- **TEXT SECTION**
=-=-=-=-=
Brand and specialty drugs causing increased drug spending
Thursday, March 31, 2016
Most drugmakers have come to realize specialty drugs are where they can achieve the most money, and they have been seeking ways to take advantage of this in recent years. As a result, the associated costs of drugs in the United States have become a major topic of discussion, particularly as they relate to escalating drug prices that can be felt by consumers or payers.
The amount of money spent on both brand-name drugs and specialty drugs continued to increase from 2011 to 2015, according to the Express Scripts 2015 Drug Trend Report. There was an observed spike in brand-name drugs going up by as much as 16.2 percent, with a third of these drugs increasing by more than 20 percent, and specialty drugs increasing by 37 percent.
Drug companies are stocking up with their brand buyouts and seeking to focus on high-price drugs, which come as a result of the increased presence of generics on the market. Specialty drugs also carry high prices and can generally get to the market place quickly because of their smaller clinical trials.
According to Express Scripts, patients are spending more and more on their prescription drugs, and the increase of 8.6 percent in 2015 was one of the driving forces behind prescription utilization in the U.S. Individuals who were previously not insured or underinsured and are now beneficiaries thanks to the Affordable Care Act are seeking treatment for their medical conditions and thus are using more brand-name or specialty drugs to manage their diagnoses.
=-=-=-=-=
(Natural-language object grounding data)
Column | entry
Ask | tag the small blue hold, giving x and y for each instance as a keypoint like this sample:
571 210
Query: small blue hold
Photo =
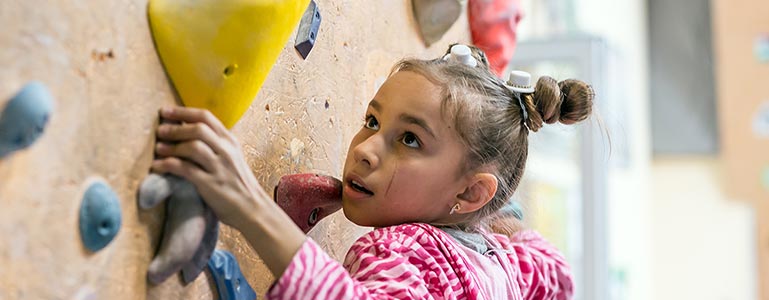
=-=-=-=-=
- **REQUIRED TASKS**
1) Reproduce the passage of the drug spending article that begins at the words "According to Express" and stops after "manage their diagnoses.".
2) Write the next part of the article on rising drug spending, picking up after its last sentence.

- **ANSWERS TO THE TASKS**
1)
According to Express Scripts, patients are spending more and more on their prescription drugs, and the increase of 8.6 percent in 2015 was one of the driving forces behind prescription utilization in the U.S. Individuals who were previously not insured or underinsured and are now beneficiaries thanks to the Affordable Care Act are seeking treatment for their medical conditions and thus are using more brand-name or specialty drugs to manage their diagnoses.

2)
Therapeutic drugs for diabetes and hepatitis C contributed to the increase in utilization and drug spending, but this was offset by a drop in the spending on compounded medications. Additionally, the goal of Express Scripts is to drive down specialty drug spending by promoting the use of programs that include prior authorization and step therapy to better assess the appropriateness and potential initiation of a drug.
The forecast for total drug spending for payments is projected to increase as well between 2016 and 2018, and this growth can be pervasive among other drugs for cancer, multiple sclerosis or inflammatory conditions. A good example of a therapy drug class that has experienced a unit cost increase between 2014 and 2015 are the diabetes medications.
The pre-filled insulin pen (Levemir) and newer insulin therapies such as Trulicity (dulaglutide) and Synjardy (empagliflozin/metformin) — which both launched in 2015 — have been part of this observed growth. On the other hand, Lantus (insulin glargine) — a top diabetes drug — has experienced a decrease by 13.7 percent in unit cost due to the rise and availability of the newer and expensive treatments.
Over time, strategies that seek to focus on cost containment and an ongoing assessment of the necessity for a particular brand or specialty can serve as a method for monitoring use and achieving better control over drug prices.